# Directions
Without any images, write the data out exactly as it appears.

---- Given data

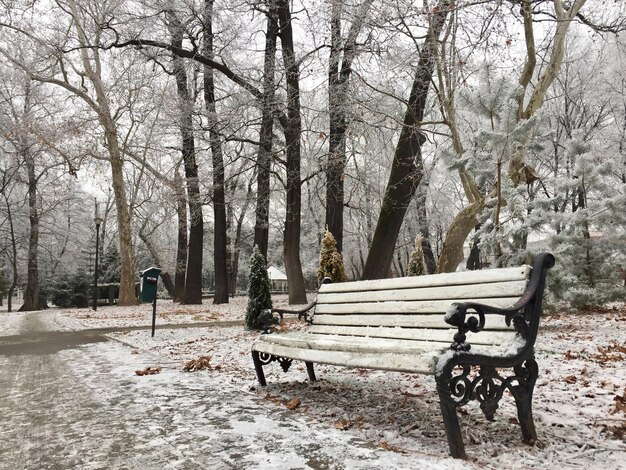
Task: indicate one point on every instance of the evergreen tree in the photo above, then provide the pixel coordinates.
(331, 261)
(71, 290)
(259, 297)
(4, 286)
(417, 266)
(589, 245)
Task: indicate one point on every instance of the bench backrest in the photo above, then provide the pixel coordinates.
(414, 307)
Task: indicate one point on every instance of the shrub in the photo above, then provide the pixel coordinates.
(259, 297)
(71, 290)
(331, 261)
(417, 265)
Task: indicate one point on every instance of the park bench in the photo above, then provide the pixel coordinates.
(466, 328)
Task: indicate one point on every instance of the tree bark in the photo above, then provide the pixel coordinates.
(93, 71)
(13, 252)
(264, 159)
(220, 239)
(406, 169)
(422, 223)
(339, 72)
(293, 128)
(31, 294)
(193, 275)
(182, 240)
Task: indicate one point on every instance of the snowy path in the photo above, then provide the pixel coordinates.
(72, 405)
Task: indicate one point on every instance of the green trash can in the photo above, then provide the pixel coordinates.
(148, 285)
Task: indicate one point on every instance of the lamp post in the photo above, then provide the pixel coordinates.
(98, 220)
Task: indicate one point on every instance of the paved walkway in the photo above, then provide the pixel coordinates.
(71, 400)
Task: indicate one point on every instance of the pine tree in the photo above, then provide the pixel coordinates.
(4, 286)
(417, 266)
(259, 297)
(331, 261)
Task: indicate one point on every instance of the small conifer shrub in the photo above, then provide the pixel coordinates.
(259, 297)
(331, 261)
(417, 266)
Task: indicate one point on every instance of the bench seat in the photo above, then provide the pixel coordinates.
(439, 324)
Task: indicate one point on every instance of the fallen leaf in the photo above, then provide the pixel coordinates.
(149, 371)
(293, 403)
(343, 424)
(203, 362)
(620, 404)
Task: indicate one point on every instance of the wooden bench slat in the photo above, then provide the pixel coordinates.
(416, 307)
(355, 344)
(493, 290)
(493, 322)
(447, 279)
(424, 363)
(485, 337)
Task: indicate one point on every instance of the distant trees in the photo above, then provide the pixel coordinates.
(261, 124)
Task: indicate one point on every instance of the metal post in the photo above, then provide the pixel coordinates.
(153, 315)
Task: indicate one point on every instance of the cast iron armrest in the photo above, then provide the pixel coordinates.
(302, 313)
(458, 311)
(456, 314)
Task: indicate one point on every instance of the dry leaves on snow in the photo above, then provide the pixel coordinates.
(293, 403)
(343, 424)
(149, 371)
(620, 403)
(202, 363)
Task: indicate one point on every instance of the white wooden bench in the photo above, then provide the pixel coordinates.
(441, 324)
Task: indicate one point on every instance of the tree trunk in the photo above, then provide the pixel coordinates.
(339, 72)
(93, 71)
(462, 225)
(220, 254)
(181, 251)
(422, 223)
(264, 159)
(31, 294)
(13, 253)
(297, 292)
(193, 275)
(406, 169)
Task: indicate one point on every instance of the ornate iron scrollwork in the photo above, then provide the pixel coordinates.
(488, 386)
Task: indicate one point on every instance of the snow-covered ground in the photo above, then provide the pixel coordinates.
(579, 401)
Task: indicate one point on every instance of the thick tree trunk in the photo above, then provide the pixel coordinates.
(193, 275)
(339, 72)
(422, 223)
(31, 294)
(13, 253)
(335, 166)
(220, 254)
(264, 159)
(93, 70)
(406, 169)
(181, 250)
(452, 251)
(297, 292)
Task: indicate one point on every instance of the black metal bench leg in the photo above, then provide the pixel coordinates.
(523, 394)
(258, 366)
(310, 371)
(450, 418)
(453, 429)
(523, 400)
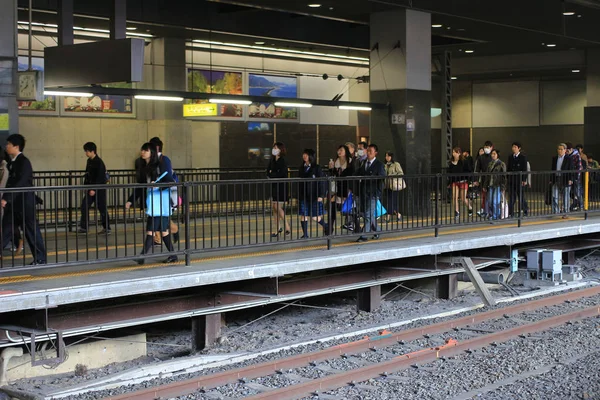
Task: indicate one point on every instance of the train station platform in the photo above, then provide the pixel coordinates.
(264, 269)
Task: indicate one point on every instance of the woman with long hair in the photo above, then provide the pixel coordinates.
(159, 209)
(457, 171)
(392, 187)
(278, 169)
(342, 167)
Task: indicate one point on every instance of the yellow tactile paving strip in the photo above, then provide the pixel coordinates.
(31, 278)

--------

# Solution
Task: indicate one point on every instance of the evergreen tree in the photo above, then provide the pixel coordinates.
(331, 261)
(71, 290)
(259, 297)
(4, 286)
(417, 266)
(589, 245)
Task: indicate one point on every instance of the bench backrest in the photo above, then provide the pixel coordinates.
(414, 307)
Task: indicate one point on every instance of the shrub in the photo above, then provide the pixel coordinates.
(259, 297)
(71, 290)
(331, 261)
(417, 265)
Task: indicate one point on every instance of the park bench in the photo above, then provide the pixel coordinates.
(466, 328)
Task: indicate one point on every instance of the tree bark in the photo above, then provide the pixel coordinates.
(93, 71)
(13, 252)
(264, 159)
(220, 239)
(406, 169)
(422, 223)
(339, 72)
(293, 128)
(31, 294)
(193, 275)
(182, 240)
Task: indicate one point on every instance of the snowy path in the photo above, then provide the pixel coordinates.
(72, 405)
Task: indicate one point on every instance of the green trash can in the photo above, then provide the pixel coordinates.
(148, 285)
Task: indicate one point on every instance of the lamp post in the photo above, then provide the pixel coordinates.
(98, 220)
Task: indicate one point on every instance of the paved walkway in the photo above, then provide the pixel coordinates.
(71, 400)
Task: indicate one point on every instance of the pine tree in the photo above, then provide the pixel coordinates.
(4, 286)
(417, 266)
(259, 297)
(331, 261)
Task: indicate one point on every instance of the small conifer shrub in the photo above, then provide the pixel coordinates.
(259, 297)
(331, 261)
(417, 266)
Task: indicate one point on every instance of the bench seat in the photo above, then provide the pixel coordinates.
(439, 324)
Task: indicate one point on every instance of the fallen leaf in the photo above, then provide the pixel coordinates.
(149, 371)
(293, 403)
(343, 424)
(203, 362)
(620, 404)
Task: indicate one point on every instance of the wooden bench slat in the photo above, then provide the pixel coordinates.
(416, 307)
(355, 344)
(493, 290)
(493, 322)
(447, 279)
(424, 363)
(485, 337)
Task: indicate one point on every instance of the distant trees in the photo above, then provide the pixel coordinates.
(261, 124)
Task: indicate one point on every instance of the metal post in the photo above, then provide the pixel coordinates.
(153, 315)
Task: indicate one point on every instance of the cast iron armrest in the photo above, then provide the pixel coordinates.
(302, 313)
(458, 311)
(456, 314)
Task: indicate one point on every instance of the dry leaves on snow in the photo above, then provide the pixel coordinates.
(293, 403)
(343, 424)
(149, 371)
(620, 403)
(202, 363)
Task: indicate one point on every instance of the white wooden bench in the photo above, then provide the pixel coordinates.
(441, 324)
Task: indicate one point on every instance of the tree trunk in the photo above, then provide the pixel coordinates.
(339, 72)
(93, 71)
(462, 225)
(220, 254)
(181, 251)
(422, 223)
(264, 159)
(31, 294)
(13, 253)
(297, 292)
(193, 275)
(406, 169)
Task: indicate one point on every instance of the ornate iron scrollwork in the photo above, then provide the pixel coordinates.
(488, 386)
Task: indicate one point on every instance of the snow-covered ground in the photo above, then provide the pixel coordinates.
(579, 401)
Task: indicate one point on every instance of the thick tree trunk in the photo above, then provide the pixel coordinates.
(193, 275)
(339, 72)
(422, 223)
(31, 294)
(13, 253)
(335, 166)
(220, 254)
(264, 159)
(93, 70)
(406, 169)
(181, 250)
(452, 251)
(297, 292)
Task: indicate one point on every instance of the black metal bench leg in the photo above, then provide the pixel coordinates.
(523, 394)
(258, 366)
(310, 371)
(450, 418)
(453, 429)
(523, 400)
Task: indicate one point on every instance of the train station platform in the photo above, then provide the pixel coordinates.
(264, 269)
Task: indicate one point on every instance of the woman with long hair in the photo above, then provide the pixel coordinates.
(159, 209)
(457, 171)
(392, 187)
(278, 169)
(342, 167)
Task: indicate one point on every instance of the yellow tactile paving strip in the photo above, then provide the pixel coordinates.
(31, 278)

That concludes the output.